(Job):
Pull out the lines of the records below, from the line containing "of the crocheted" through the final line, and copy them without any change.

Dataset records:
§ §

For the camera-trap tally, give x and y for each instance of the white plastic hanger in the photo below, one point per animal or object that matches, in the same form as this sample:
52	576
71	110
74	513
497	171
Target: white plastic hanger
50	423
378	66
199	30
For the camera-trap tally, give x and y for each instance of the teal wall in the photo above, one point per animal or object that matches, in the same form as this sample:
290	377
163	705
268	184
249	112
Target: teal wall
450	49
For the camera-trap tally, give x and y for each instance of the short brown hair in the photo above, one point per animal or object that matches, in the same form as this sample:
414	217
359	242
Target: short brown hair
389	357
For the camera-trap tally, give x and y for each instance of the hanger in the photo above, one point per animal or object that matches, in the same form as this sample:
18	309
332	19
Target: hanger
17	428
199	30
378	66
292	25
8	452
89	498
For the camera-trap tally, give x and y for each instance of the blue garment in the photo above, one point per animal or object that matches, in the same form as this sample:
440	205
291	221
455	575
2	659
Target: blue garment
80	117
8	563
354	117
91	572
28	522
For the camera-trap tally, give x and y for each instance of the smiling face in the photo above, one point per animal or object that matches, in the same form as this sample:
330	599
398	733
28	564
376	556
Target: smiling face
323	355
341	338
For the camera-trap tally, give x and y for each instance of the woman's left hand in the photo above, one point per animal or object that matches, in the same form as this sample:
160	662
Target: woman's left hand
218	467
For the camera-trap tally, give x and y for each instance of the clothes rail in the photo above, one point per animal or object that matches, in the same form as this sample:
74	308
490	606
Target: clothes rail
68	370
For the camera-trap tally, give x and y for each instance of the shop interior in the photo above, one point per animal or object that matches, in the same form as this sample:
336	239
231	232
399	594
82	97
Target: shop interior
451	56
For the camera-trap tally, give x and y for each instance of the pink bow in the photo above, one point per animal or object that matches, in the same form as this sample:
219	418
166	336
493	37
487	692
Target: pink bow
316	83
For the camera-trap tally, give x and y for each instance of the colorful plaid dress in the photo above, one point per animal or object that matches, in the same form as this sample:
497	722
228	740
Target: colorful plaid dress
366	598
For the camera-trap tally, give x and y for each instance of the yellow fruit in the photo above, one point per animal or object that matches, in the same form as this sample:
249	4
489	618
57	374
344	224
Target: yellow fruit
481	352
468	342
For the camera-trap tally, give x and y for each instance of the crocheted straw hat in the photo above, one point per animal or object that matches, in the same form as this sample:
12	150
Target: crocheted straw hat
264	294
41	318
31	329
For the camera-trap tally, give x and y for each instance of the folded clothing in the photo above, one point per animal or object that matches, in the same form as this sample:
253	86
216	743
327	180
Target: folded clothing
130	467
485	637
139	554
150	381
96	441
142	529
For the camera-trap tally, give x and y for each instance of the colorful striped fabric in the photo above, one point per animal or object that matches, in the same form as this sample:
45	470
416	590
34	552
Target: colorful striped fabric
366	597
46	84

§ §

(Final answer):
For the camera-trap tally, give x and y for each instance of the crocheted straw hat in the photo above, one point per animal or object that matches, in the same form as this sample:
12	150
Target: crocheted straw hat
264	294
41	318
31	329
For the camera-trap tally, give x and y for each instance of the folded clothing in the photo above, one point per animal or object that matches, in the same form as this sample:
253	86
216	743
327	180
Target: folded clothing
130	467
485	637
139	554
150	381
96	441
142	529
For the camera-trap tally, give x and y for each instance of the colorful striped fabric in the photo above, one point per animal or object that matches, in the same form as this sample:
45	470
416	590
34	552
Target: colorful striped fabric
366	597
46	84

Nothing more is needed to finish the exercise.